# Excerto da página
..........
Esperançoso do quê, perguntarão os leitores, pois a verdade é que logo às primeiras curvas dessa bela descida do Barranco do Velho para a Eira da Cevada, os protestos da Srª Velopata recomeçaram;

“Muito melhor esta estrada não há dúvida!” – o sarcasmo também é forte na Srª Velopata, fruto de muitos anos a aturar o seu respectivo.

“Então mas o que querias? Isto são estradas na serra, é só curva e contracurva em sobe e desce, o famoso parte-pernas algarvio!”.

“Eu logo te digo o que é que te vai partir as pernas!”.

Mais uma vez a especialista em pontos finais parágrafos Srª Velopata mostrava os seus dotes. Já o Velopata que tem sempre resposta na ponta da língua foi apanhado em falso mas acabou salvo por um quarteto de malta do BTT que se assomou à estrada, proveninente de um dos já referidos caminhos de terra batida que pululam na serra.

“E esta?… Era mesmo só o que faltava…”.

“O que é que foi agora?”.

“Tínhamos que apanhar um grupo dos teus amigos a ocupar a estrada toda para me fazer ir aqui a falecer lentamente atrás deles.”.

“Eu sei que o Velopata é amigo de todos os ciclistas mas estes não conheço.”.

“Mas devias. Assim eu buzinava e tu pedias para saírem da frente.”.

“Então mas não podes ultrapassar?”.
..........
[Linhas de um conjunto de dados]
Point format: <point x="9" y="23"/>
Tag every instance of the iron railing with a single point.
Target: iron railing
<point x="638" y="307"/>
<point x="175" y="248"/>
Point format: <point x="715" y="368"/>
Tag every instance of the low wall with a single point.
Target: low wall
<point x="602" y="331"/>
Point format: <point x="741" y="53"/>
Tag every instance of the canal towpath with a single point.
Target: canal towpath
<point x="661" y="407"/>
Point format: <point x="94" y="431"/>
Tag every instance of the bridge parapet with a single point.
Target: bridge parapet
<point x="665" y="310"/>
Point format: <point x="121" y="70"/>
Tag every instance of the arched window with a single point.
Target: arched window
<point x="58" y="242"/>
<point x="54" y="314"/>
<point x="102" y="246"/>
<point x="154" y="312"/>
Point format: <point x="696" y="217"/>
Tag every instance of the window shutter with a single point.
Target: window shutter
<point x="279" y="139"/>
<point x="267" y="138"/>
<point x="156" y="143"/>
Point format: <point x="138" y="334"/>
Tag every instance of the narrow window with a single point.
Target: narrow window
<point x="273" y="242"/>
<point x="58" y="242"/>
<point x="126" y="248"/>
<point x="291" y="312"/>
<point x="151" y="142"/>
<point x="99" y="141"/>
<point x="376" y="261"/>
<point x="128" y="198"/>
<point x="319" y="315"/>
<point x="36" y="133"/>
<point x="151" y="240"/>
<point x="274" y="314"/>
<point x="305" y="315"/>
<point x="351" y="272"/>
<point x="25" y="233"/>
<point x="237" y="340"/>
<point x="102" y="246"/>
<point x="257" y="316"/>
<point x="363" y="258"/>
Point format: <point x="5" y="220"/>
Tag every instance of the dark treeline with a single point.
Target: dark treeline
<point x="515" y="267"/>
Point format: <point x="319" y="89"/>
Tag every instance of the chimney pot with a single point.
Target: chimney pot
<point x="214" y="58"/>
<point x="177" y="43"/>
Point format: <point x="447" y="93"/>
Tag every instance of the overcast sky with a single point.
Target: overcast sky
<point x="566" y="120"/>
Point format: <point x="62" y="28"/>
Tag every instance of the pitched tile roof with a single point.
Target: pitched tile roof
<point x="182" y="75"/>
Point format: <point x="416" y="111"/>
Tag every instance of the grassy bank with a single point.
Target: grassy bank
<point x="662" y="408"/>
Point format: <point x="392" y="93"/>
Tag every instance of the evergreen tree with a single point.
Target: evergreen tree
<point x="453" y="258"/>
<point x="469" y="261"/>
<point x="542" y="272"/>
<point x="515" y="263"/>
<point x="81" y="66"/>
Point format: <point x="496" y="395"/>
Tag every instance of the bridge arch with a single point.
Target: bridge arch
..........
# Instruções do exercício
No excerto da página, que grupo surge na estrada vindo de um dos caminhos de terra batida da serra?

# Resposta escrita
Um quarteto de malta do BTT.